**What to work on**
Every picture should be left out, but the lines below must be repeated exactly.

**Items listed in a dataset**
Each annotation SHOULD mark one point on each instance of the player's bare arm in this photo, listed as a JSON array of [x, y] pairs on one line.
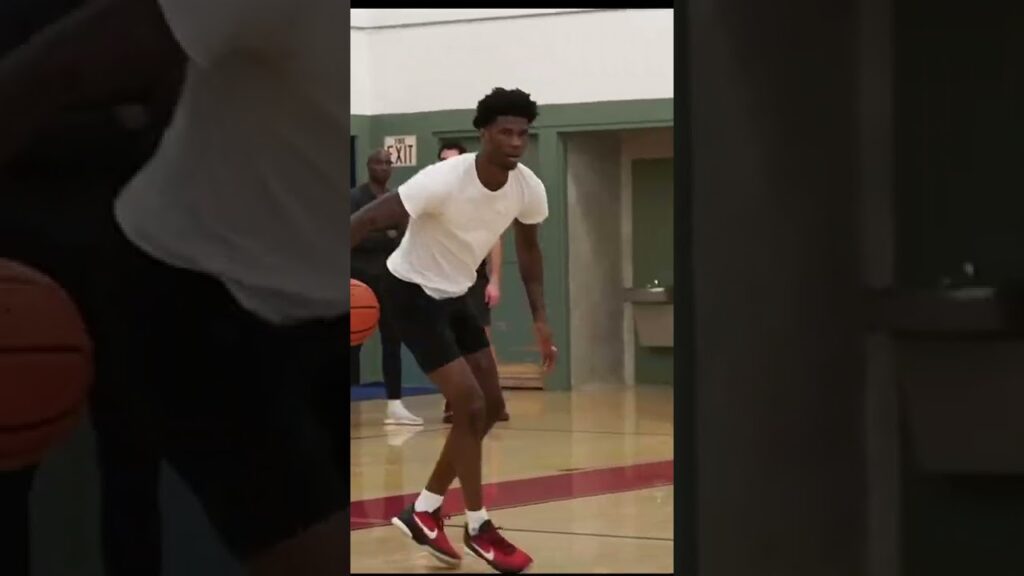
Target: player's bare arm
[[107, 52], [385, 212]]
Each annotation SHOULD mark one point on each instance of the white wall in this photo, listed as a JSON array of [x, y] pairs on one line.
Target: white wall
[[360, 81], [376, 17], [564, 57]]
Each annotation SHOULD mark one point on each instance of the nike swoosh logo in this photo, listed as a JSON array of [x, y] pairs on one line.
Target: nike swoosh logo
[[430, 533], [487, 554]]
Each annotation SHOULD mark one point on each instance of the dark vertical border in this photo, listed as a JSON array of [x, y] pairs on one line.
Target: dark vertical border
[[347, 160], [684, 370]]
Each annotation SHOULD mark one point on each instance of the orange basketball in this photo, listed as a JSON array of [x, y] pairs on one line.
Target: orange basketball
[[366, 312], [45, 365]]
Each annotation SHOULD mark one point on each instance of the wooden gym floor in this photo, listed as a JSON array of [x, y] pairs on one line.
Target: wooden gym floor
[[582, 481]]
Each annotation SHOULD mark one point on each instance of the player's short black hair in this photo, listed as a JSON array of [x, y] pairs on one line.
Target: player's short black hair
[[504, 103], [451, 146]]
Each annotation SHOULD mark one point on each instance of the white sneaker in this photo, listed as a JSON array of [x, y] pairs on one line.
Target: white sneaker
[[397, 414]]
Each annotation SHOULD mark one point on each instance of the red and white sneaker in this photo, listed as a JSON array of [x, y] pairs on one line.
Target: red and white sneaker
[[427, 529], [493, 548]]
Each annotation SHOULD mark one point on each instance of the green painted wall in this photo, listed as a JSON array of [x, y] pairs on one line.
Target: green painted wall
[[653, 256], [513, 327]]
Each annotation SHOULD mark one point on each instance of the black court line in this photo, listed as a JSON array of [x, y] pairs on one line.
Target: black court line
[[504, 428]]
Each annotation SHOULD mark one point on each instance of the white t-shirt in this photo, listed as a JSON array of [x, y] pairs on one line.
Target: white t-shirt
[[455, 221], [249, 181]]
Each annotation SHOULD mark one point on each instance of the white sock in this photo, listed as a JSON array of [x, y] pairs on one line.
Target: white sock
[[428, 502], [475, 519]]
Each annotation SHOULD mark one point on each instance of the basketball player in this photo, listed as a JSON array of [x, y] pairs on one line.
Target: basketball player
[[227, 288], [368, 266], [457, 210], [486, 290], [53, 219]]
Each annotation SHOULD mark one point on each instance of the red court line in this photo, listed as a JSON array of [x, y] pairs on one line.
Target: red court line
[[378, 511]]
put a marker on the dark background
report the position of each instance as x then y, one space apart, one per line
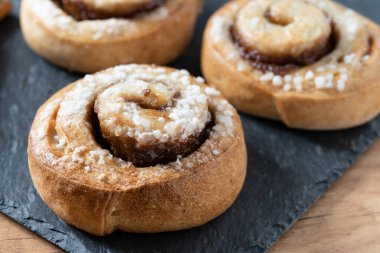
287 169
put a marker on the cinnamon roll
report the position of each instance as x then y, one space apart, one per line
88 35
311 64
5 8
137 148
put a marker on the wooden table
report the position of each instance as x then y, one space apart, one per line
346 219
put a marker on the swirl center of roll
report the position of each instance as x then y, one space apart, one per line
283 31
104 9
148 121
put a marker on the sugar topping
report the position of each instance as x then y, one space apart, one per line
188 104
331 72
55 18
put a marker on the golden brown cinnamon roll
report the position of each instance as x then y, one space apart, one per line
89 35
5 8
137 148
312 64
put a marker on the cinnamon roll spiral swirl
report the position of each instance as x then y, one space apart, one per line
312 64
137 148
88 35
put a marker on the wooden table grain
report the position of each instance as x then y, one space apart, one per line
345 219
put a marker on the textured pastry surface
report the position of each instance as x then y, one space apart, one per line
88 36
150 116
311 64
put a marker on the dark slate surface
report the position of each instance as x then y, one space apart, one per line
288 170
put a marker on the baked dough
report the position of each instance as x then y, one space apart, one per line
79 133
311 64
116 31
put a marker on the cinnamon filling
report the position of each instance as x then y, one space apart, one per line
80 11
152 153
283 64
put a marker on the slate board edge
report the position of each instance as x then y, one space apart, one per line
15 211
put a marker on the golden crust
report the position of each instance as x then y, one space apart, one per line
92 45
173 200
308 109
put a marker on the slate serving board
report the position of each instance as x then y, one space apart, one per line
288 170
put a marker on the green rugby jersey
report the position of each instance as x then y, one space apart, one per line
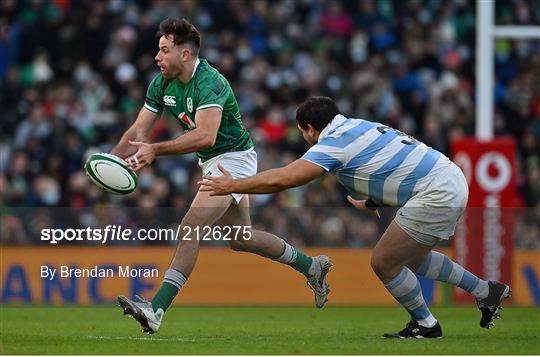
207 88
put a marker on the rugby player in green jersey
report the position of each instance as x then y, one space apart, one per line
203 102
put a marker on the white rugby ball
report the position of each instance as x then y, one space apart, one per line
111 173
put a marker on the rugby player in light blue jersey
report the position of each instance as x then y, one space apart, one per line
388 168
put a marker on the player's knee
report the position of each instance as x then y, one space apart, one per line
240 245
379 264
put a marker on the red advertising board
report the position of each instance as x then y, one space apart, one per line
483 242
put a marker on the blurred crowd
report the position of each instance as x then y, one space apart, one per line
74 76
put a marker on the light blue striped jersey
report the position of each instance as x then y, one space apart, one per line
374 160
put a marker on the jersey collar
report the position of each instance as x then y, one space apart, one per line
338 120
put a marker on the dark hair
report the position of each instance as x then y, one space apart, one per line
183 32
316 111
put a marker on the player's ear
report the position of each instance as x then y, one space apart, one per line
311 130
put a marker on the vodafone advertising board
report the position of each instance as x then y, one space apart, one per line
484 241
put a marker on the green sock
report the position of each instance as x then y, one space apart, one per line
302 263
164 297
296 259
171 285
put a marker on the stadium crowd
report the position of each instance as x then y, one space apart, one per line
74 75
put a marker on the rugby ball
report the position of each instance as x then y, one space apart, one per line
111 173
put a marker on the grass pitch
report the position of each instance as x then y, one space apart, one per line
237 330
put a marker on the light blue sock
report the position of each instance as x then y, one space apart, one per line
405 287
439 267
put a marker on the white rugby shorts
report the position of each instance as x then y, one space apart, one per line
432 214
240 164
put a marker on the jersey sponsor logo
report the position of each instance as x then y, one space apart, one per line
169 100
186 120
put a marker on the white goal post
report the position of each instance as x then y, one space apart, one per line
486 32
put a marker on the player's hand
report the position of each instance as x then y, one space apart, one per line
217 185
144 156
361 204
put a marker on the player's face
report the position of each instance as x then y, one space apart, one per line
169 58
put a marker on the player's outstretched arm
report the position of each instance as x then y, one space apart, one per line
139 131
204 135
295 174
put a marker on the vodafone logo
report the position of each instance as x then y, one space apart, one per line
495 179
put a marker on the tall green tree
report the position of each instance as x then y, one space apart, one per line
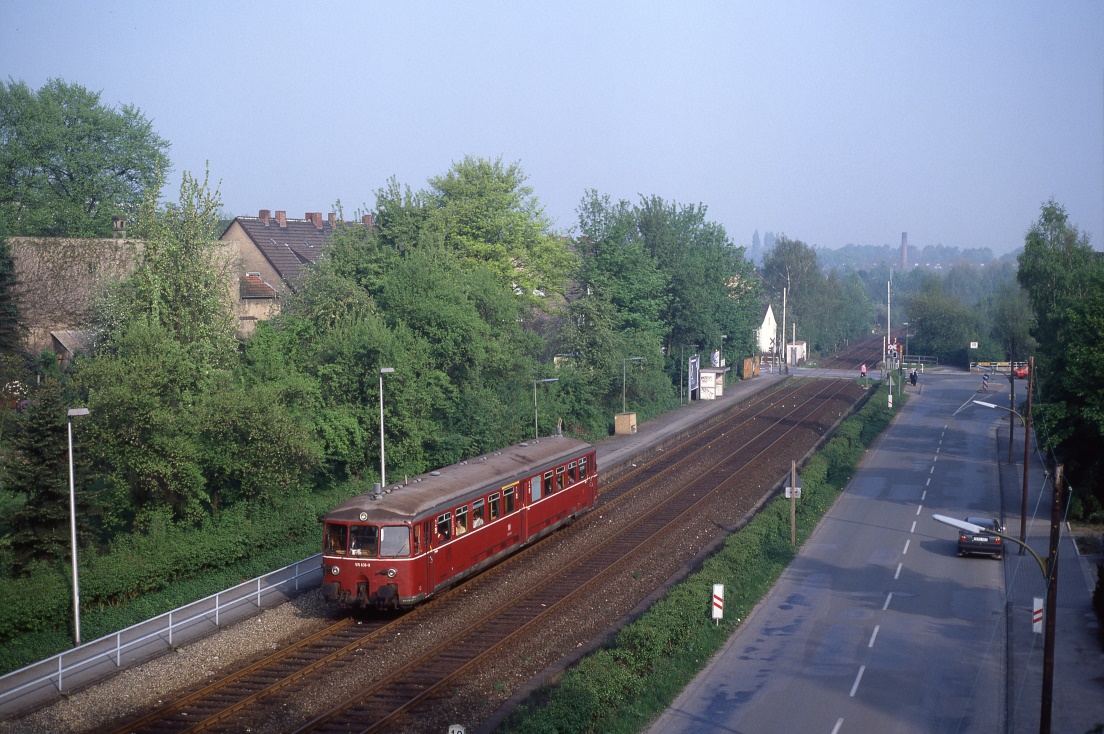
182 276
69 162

**Answer to this exercise**
Each annotation SHOULD mark one point on each instance of the player's bare arm in this photo, listed as a JSON array of [x, y] pairs on one line.
Target: player's bare arm
[[107, 52], [385, 212]]
Each annotation SHOULD mark one point on each instance of the white wall in this photo, listed as a JSON array of [x, y] pairs on one line.
Target: white wall
[[360, 81], [376, 17], [564, 57]]
Each annotation SHOULD mark one point on each instance of the nike swoosh logo in this photo, listed as a JSON array of [x, y] pairs on one line.
Target: nike swoosh logo
[[430, 533], [487, 554]]
Each annotation SHOULD mark one point on each instance of the dark vertical border in this photo, listed as a JSON array of [x, y] pairs on one line.
Target: dark vertical border
[[347, 160], [684, 370]]
Each annotation SHOULD mark one point on each instance of the orange basketball in this photo, listed as a JSON array of [x, y] pairs on one line.
Target: orange basketball
[[366, 312], [45, 365]]
Each annotation SHOULD mark one point on each instance of the wooden gym floor in this photo, listed as a JSON array of [x, y] pairs on one line.
Target: wooden gym floor
[[582, 481]]
Each annotation SHOULD mark one point on each instance of the player's short black hair in this photo, listed as a JSON array of [x, y] pairs on one line.
Target: player's short black hair
[[504, 103], [451, 146]]
Each annotation SHOULD mark one point on each instance of the white sneaker in this photo, listed as a JSON array of [x, y] pairs on one line.
Target: white sneaker
[[397, 414]]
Each annotation SHOULD mark one point on each instance of the red and white sneaker in this photo, listed as a JSON array of [x, y] pairs on one line.
Target: red and white sneaker
[[427, 529], [493, 548]]
Each annotation SHOULD mark one point on each instance of the green painted wall in this photo, listed as a JSON array of [x, y] pairs on one line.
Target: green painted wall
[[653, 256], [513, 327]]
Each annotation SHOULD mark one point on each instance of the black court line in this photo, listed as a JSON array of [x, y] pairs on one line.
Target: black court line
[[504, 428]]
Each annotation SHOULD mark one point on each instance of the white t-shirt in this photo, listed as a JSON array of [x, y] pairs on one line.
Target: white t-shirt
[[455, 221], [249, 181]]
Each annotation SHOULD mark one point on each instance of the white sock in this photo, listed as a JSON array of [x, y] pairs on one line.
Target: white sock
[[428, 502], [475, 519]]
Each annotation SHOULD mark one point on each instance of the basketball player in this photo, listed as a JSON array of [x, y] pairs on one line.
Target: basketball player
[[227, 288], [368, 266], [457, 210], [486, 290], [53, 219]]
Each annotation SHOULD mark one point on each instance of the red court line in this photo, listed as a JSON array of [x, y] pairs on one line.
Target: red court line
[[378, 511]]
put a marker on the dark background
report the position of each instance as x then y, one space apart, one per line
287 169
put a marker on the cinnamon roll
report the position of each instance as x then y, one space apart, one per line
88 35
311 64
5 8
137 148
put a marker on the wooden table
report the position of each instance as x then y, one space apart, one per line
346 219
put a marker on the swirl center of roll
report the position of each instance as x then y, one space apart, one per line
283 31
104 9
148 121
put a marker on the sugar topping
report the position of each instance as x then y, one space apart, one per line
188 104
331 72
55 18
put a marker on the golden brown cinnamon roll
report the position of each instance as x then y, one space apart, one per line
89 35
5 8
137 148
312 64
put a marker on the cinnamon roll spiral swirl
report the position of each instance as x then y, one space apart, one per line
312 64
137 148
88 35
put a marker on the wooden table grain
report the position of each instance as x then y, one space apart, one per line
345 219
put a marker on the textured pastry surface
report the position of each instance as x then y, one space apart, one per line
88 36
150 116
311 64
put a marker on the dark slate surface
report the position of each instance as x then y, one space apart, one per line
288 170
put a marker on the baked dough
report the position of each instance as x then y, one space apart, one per line
79 133
311 64
116 31
put a marker on the cinnamon filling
report the position of each instance as x then y, one space apart, one per line
80 11
152 153
283 64
put a marker on the slate board edge
report the position of each instance as x then y, one space apart, one per line
15 211
put a marker on the golden crust
report the position of each instance as x then y, one space apart, one per line
92 45
173 200
308 109
put a marker on the slate serving board
report the position of each instance as x then y, one space apart, one per line
288 170
put a marker on the green rugby jersey
report the position of each instance as x then y, one space apart, one per line
207 88
put a marker on the rugby player in green jersey
report the position of each instance as x then y, one space apart, one per line
203 102
put a marker on the white rugby ball
report the position of each instance as x then y, one space apart, one per line
111 173
put a marker on the rugby player in light blue jersey
report the position of each instance as x then y, one space apart, one per line
388 168
put a marker on the player's knee
report the position of each instance as x then y, one space apart, one per line
240 245
379 264
put a marker on the red advertising board
report the position of each instance as x then y, one space apart, one per line
483 242
put a marker on the blurred crowd
report the position of each instance as x then y, one space apart, one per line
74 76
put a marker on the light blue striped jersey
report the position of each instance as x then y, one space apart, one per line
374 160
put a marker on the jersey collar
report the position of each instance as x then y, one space apart, one per line
338 120
put a marker on the dark hair
report the position of each instance as x then y, one space apart, one per line
183 32
316 111
put a marker on the player's ear
report the position of each instance as x then y, one space apart, one per line
311 130
put a marker on the vodafone advertising board
report the position of each instance as x then y, one space apart, one per line
484 241
put a marker on the green sock
report the position of each instance as x then y, one space apart, one per line
302 263
164 297
296 259
171 285
put a marker on the stadium crowd
report the position of each instance as x then y, one space apart, one per line
74 75
put a marker on the rugby ball
report the position of each instance as x then y, one space apart, one per line
111 173
put a marker on the grass pitch
report the position of each instance as x then y, one space apart, one per line
237 330
put a marker on the light blue sock
report the position of each instance as x then y, one space apart, one per line
405 287
439 267
put a marker on the white rugby shorts
report the position of each instance as x then y, one space apart, one per line
432 214
240 164
put a marker on the jersey sponsor logo
report the position of each instance as x then y, one space apart, one per line
169 100
186 120
put a marker on the white goal post
report the position of each instance as x then y, one space apart, one per line
486 32
put a marker on the player's hand
report the position of each instance as x then y, one space apart, one per line
217 185
144 156
361 204
put a marker on the player's face
report the position of each instance as x then y, one space apart, one per line
169 58
put a marker on the player's outstretched arm
report the position of each instance as x then y, one space apart, one per line
139 131
204 135
295 174
put a marker on the vodafone logo
report the position of each instance as x then y, one space apart, one per line
495 179
put a marker on the tall green tree
report the position of each instance as x then y, one space apart, one per line
182 276
69 162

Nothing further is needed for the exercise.